==== Entries ====

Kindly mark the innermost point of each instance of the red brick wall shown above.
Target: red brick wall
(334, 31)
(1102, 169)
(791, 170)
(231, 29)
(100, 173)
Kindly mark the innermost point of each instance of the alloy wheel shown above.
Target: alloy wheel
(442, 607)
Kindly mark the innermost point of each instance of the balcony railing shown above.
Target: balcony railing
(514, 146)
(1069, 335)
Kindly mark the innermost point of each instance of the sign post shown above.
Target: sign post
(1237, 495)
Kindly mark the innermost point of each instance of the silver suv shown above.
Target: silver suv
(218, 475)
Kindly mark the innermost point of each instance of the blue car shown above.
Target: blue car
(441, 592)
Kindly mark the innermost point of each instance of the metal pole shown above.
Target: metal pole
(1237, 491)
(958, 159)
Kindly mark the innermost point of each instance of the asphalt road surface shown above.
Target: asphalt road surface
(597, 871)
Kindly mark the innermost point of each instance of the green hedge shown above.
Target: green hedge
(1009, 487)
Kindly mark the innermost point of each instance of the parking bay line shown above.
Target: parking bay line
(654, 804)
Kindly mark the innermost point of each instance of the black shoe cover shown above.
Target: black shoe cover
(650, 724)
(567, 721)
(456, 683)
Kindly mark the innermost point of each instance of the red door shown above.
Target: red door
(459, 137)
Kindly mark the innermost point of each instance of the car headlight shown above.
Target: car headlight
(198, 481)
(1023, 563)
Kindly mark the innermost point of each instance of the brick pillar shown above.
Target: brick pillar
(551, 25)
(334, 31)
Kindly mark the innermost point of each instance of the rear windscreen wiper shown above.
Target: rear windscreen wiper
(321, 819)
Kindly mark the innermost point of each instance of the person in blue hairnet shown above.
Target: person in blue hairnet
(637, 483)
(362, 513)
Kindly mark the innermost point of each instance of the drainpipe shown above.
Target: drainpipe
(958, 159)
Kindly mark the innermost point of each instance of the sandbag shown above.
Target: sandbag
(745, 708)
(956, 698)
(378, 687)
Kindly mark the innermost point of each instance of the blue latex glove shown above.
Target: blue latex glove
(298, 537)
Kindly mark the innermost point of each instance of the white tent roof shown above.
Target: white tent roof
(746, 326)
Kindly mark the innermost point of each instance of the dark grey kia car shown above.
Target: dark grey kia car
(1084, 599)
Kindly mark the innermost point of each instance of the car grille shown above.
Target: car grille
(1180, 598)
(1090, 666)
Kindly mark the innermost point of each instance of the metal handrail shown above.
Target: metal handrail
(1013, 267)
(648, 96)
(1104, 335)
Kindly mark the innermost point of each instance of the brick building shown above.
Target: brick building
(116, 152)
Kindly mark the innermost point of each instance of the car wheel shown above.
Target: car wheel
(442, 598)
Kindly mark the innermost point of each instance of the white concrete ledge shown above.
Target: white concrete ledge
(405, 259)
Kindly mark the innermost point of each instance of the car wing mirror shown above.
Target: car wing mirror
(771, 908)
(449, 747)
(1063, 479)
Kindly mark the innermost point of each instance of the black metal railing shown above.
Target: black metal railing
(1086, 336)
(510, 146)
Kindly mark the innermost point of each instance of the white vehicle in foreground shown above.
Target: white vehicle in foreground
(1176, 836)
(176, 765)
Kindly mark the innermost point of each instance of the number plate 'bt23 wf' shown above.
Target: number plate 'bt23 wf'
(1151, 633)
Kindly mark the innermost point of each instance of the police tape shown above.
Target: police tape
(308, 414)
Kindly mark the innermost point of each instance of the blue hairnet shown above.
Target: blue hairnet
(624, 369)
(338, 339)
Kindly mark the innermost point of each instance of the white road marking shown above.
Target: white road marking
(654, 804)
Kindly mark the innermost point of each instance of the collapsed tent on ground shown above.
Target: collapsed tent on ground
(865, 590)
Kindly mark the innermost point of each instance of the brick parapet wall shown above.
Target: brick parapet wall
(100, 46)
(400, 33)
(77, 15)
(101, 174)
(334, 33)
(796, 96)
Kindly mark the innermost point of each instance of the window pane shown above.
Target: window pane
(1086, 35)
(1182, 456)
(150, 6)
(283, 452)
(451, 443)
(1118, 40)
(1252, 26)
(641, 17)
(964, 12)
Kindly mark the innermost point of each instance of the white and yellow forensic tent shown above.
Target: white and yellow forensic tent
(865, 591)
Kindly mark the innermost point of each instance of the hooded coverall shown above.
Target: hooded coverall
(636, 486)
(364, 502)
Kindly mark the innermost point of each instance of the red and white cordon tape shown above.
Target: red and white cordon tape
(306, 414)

====
==== Entries ====

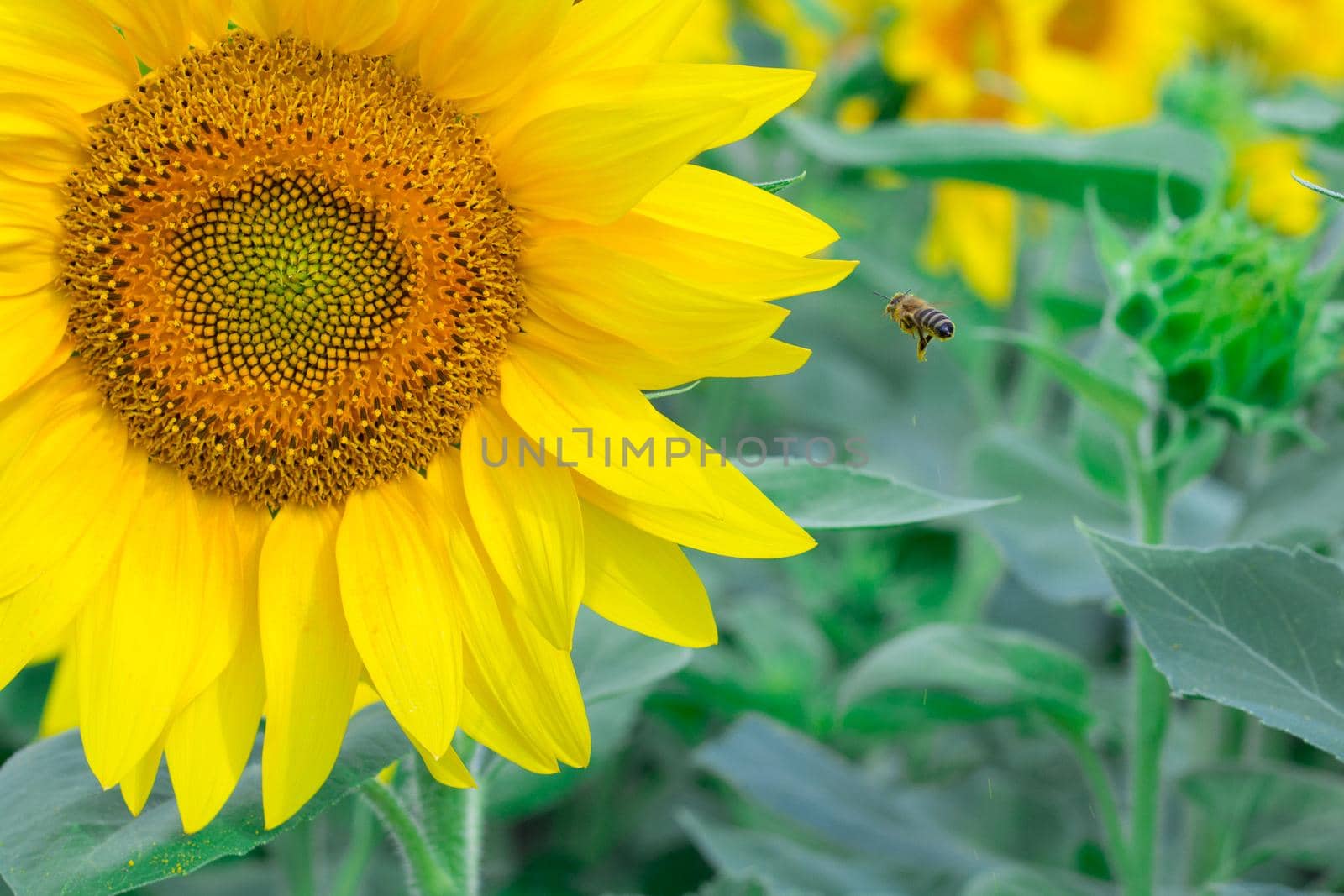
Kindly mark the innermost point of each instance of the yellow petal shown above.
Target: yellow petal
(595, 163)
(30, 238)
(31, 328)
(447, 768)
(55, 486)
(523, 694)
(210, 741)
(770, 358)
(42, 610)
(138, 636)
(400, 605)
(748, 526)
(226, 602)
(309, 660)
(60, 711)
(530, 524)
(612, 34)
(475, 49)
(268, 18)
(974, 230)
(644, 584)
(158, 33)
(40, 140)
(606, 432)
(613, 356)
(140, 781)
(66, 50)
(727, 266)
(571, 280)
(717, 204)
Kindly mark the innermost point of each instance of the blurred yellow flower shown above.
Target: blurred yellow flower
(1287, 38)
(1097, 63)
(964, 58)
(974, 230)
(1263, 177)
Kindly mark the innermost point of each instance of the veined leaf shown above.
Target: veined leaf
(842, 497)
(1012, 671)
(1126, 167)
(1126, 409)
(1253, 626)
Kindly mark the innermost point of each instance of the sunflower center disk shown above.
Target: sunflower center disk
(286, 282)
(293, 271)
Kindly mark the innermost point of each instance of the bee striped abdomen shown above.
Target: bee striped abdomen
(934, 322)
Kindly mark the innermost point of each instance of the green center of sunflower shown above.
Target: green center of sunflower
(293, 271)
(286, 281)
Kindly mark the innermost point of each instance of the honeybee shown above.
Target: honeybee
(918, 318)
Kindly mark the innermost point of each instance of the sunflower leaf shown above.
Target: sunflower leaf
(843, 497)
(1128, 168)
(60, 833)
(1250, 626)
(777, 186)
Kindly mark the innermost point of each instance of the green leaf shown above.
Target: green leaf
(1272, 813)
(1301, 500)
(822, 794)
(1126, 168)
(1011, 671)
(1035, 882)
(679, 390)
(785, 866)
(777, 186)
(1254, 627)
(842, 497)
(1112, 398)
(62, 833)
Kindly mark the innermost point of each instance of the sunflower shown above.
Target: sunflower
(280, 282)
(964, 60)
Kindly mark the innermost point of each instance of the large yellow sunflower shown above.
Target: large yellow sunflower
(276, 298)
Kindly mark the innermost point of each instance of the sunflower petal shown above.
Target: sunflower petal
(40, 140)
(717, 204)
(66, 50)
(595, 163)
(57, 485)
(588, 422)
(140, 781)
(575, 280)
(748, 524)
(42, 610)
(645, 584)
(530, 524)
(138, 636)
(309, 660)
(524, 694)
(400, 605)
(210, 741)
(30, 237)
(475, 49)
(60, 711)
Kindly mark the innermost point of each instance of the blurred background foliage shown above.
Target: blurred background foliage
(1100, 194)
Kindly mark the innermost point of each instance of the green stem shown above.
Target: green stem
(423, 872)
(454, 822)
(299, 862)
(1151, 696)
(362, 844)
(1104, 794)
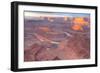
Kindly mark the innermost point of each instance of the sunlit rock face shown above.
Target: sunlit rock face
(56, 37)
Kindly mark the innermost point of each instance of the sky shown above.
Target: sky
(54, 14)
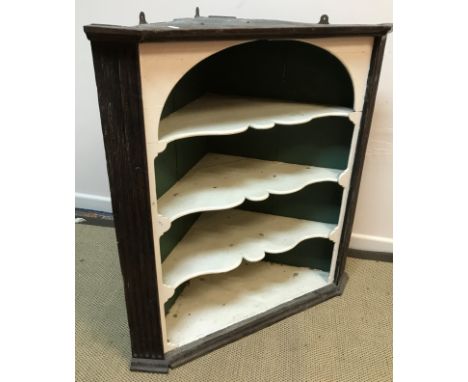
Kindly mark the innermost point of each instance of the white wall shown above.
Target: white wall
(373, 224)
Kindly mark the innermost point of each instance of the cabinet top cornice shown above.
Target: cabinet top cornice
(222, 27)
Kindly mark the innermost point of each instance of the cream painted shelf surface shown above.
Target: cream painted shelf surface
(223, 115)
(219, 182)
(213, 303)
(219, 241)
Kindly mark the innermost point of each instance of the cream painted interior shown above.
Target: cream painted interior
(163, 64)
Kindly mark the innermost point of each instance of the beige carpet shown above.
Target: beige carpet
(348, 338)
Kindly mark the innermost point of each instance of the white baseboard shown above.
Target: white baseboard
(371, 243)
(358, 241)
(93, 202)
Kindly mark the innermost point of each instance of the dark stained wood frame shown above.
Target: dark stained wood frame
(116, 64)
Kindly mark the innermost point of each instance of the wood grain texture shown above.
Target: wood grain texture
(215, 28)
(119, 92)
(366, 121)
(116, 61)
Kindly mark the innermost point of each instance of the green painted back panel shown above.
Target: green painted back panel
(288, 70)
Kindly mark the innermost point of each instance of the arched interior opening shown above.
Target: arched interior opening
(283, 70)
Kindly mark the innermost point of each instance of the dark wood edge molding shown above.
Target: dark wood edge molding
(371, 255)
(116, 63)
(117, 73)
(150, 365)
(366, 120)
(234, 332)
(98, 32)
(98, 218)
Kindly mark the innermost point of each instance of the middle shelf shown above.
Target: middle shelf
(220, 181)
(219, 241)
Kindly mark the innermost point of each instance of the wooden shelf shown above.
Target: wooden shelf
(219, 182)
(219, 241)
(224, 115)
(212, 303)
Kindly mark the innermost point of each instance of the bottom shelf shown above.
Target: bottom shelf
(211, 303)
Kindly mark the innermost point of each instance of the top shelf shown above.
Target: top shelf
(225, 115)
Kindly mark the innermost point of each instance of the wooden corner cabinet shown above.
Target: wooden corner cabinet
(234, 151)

====

Copy everything from the line containing "brick wall shown above." down to the line containing "(1237, 495)", swapping "Kindly" for "Please" and changing nothing else.

Please mark the innermost point of each instance of the red brick wall shown above.
Target: red brick wall
(334, 31)
(1102, 169)
(791, 170)
(231, 29)
(100, 173)
Please mark the innermost point of each instance of the alloy wheel shown above.
Target: alloy wheel
(442, 607)
Please mark the innermost point of each instance of the balcony railing shown above.
Target: balcony railing
(514, 146)
(1069, 335)
Please mark the innermost point of each instance of the sign post shown above.
Target: sign post
(1237, 495)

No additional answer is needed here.